PROBLEM REQUIREMENTS: Write out the listing below from the line containing "In this photo, point at the paved" to its last line, unaltered, ends included.

PROVIDED ENTRIES:
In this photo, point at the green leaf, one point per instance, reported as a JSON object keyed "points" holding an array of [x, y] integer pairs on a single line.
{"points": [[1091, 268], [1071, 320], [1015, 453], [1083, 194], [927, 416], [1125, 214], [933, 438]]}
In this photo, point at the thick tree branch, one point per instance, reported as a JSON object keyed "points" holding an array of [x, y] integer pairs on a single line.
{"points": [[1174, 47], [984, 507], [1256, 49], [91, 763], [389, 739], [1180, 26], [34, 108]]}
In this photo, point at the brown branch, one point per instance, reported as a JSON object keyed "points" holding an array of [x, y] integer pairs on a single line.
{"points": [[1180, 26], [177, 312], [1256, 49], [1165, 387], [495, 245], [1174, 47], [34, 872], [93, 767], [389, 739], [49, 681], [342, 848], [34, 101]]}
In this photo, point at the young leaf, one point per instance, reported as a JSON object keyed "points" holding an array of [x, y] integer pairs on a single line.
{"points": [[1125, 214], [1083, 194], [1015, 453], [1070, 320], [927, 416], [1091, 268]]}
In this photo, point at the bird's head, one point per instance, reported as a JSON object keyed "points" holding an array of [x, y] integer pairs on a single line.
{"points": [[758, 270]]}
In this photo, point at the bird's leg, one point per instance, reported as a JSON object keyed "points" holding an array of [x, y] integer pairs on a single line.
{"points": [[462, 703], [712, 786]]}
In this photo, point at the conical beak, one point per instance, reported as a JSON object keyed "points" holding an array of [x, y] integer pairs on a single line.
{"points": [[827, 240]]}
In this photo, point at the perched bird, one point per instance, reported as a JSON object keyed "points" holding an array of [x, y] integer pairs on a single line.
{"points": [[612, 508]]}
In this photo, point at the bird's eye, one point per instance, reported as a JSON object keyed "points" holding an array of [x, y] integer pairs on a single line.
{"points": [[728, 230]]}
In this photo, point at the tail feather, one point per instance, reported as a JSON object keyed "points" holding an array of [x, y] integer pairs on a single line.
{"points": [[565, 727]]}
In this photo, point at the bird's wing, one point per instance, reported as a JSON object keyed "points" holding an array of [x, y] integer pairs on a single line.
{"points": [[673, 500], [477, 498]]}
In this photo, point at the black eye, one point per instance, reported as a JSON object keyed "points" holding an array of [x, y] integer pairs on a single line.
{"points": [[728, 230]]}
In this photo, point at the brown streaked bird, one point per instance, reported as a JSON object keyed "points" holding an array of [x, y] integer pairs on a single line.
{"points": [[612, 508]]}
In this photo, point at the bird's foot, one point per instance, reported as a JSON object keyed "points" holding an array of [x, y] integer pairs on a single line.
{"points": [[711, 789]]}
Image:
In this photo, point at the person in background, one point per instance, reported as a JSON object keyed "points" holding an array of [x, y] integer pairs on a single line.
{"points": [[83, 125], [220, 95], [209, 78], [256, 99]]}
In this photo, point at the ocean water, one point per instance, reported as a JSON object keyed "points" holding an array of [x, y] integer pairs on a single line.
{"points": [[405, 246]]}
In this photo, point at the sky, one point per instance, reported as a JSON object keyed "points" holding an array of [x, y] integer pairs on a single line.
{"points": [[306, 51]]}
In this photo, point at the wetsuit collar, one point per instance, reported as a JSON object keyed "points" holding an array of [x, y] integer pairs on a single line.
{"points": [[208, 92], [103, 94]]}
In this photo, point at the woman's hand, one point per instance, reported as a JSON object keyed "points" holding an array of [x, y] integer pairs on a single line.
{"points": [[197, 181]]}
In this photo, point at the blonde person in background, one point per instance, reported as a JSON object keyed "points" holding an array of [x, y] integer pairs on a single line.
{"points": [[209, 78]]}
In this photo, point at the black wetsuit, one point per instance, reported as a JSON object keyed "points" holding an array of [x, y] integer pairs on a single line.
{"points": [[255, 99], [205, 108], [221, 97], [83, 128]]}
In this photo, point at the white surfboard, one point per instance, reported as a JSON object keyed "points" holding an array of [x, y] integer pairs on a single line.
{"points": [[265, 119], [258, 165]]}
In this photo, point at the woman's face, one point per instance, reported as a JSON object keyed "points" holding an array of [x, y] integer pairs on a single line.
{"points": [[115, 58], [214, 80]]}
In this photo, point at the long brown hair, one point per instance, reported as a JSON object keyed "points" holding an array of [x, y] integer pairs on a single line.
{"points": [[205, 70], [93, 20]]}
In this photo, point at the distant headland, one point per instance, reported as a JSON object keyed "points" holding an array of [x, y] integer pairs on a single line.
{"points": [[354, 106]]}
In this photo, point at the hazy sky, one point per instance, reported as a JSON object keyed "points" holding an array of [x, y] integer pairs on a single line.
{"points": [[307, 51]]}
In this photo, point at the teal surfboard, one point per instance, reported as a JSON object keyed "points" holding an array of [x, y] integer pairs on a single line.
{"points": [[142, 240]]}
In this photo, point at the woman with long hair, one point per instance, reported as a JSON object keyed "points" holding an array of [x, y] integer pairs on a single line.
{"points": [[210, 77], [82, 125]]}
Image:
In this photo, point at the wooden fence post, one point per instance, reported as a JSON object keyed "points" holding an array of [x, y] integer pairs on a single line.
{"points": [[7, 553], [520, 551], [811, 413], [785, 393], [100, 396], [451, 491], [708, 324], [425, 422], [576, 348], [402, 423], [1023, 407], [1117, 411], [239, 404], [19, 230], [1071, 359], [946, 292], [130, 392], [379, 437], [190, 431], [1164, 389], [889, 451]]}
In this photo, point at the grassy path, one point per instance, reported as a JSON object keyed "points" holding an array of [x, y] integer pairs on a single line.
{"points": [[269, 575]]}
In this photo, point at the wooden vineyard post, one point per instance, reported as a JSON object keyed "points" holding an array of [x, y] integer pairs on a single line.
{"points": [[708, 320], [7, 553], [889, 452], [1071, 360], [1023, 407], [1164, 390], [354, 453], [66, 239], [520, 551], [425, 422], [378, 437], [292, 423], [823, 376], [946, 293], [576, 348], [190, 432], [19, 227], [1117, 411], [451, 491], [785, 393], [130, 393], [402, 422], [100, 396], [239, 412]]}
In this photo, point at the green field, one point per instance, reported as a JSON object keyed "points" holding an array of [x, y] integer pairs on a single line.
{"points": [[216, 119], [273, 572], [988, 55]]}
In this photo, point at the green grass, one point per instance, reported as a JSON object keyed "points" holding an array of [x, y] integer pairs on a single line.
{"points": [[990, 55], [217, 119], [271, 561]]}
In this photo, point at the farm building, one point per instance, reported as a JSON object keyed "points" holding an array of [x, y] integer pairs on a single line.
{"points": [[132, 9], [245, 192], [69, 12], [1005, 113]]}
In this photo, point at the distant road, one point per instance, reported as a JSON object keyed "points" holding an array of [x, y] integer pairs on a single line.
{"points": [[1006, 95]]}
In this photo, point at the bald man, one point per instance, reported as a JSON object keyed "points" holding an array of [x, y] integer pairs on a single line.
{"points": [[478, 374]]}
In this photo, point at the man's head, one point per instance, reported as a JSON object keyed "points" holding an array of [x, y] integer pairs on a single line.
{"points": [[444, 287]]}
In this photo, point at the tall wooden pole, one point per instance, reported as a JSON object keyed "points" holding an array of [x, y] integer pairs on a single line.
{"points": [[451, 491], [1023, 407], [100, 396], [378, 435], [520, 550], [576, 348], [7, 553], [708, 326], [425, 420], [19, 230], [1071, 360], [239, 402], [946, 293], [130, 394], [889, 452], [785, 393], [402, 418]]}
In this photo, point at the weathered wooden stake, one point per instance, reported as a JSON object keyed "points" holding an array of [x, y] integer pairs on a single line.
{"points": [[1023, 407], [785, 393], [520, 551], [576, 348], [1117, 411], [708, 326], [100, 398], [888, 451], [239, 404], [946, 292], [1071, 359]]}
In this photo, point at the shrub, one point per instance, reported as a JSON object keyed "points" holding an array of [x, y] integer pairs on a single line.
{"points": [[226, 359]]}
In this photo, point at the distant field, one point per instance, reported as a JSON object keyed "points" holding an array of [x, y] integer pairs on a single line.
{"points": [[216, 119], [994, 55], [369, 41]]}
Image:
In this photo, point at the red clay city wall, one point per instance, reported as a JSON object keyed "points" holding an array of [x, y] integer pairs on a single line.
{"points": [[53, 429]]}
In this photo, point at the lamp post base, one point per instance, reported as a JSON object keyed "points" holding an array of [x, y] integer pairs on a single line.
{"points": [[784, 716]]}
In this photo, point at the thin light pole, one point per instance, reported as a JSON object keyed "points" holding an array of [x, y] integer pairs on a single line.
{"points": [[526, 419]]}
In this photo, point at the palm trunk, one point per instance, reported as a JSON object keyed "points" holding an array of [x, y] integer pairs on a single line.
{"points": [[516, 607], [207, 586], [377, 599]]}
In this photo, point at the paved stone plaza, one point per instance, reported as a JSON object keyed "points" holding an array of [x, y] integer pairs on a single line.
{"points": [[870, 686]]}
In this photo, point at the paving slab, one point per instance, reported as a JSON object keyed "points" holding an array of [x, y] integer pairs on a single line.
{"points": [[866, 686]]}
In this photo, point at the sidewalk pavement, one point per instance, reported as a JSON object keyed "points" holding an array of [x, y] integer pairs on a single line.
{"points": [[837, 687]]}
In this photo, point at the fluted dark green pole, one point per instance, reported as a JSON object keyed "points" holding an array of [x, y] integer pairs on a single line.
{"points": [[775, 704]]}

ANSWER FOR THIS EXERCISE:
In this photo, point at the paved stone plaza, one point per instance, reported as a JSON object keyed "points" holding an array of [x, y] integer pairs on a single line.
{"points": [[870, 686]]}
In this photo, point at the paving slab, one point per instance, reported as a JSON object keyed "points" holding an array of [x, y] integer pairs on a single line.
{"points": [[866, 686]]}
In this photo, point at the sidewalk pavement, one point per instance, reported as a JSON object keyed "points" holding an array of [x, y] integer pairs on a single line.
{"points": [[837, 687]]}
In this photo, point at the fluted dark green pole, one point per instance, reported as a JSON object keyed "points" holding an array of [x, y] integer pairs on a single line.
{"points": [[775, 704]]}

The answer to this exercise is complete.